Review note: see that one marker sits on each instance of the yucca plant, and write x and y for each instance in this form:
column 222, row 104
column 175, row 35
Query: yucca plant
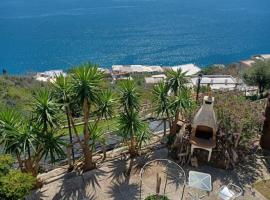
column 27, row 141
column 161, row 103
column 131, row 127
column 86, row 86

*-*-*

• INSTRUCTIONS TO FOLLOW: Please render every line of the entries above as a Markdown table with the columns Number and Line, skipping blank lines and leaving the pictures out.

• ANSWER FOR THE TASK:
| Number | Line |
|---|---|
| 1 | Review note: see that one marker sits on each instance of the yucca plant, and write x and y for each instance in this form: |
| 2 | column 222, row 104 |
| 3 | column 175, row 35 |
| 4 | Query: yucca plant |
| 5 | column 27, row 141 |
| 6 | column 161, row 103 |
| 7 | column 131, row 127 |
| 8 | column 86, row 86 |